** begin Available records **
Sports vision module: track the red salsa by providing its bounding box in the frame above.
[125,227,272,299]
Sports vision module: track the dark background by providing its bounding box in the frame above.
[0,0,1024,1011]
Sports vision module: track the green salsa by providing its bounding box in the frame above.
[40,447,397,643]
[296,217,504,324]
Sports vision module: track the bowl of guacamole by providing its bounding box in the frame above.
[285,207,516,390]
** end Available records **
* **Stated problem**
Reproduce every line of the data above word for word, without changing anything.

* **Reply to the exercise**
Sports vision module: track the red salsa by providing its bounding box in the frame above.
[125,227,272,299]
Sports vision module: track the dark background by providing its bounding box in the frame above.
[0,0,1024,1011]
Sports vision module: track the green salsa by providing its bounding box in the frame above.
[40,447,397,643]
[296,217,504,324]
Sports vision module: track the bowl of guacamole by providing its bounding box in the frame above.
[285,207,516,390]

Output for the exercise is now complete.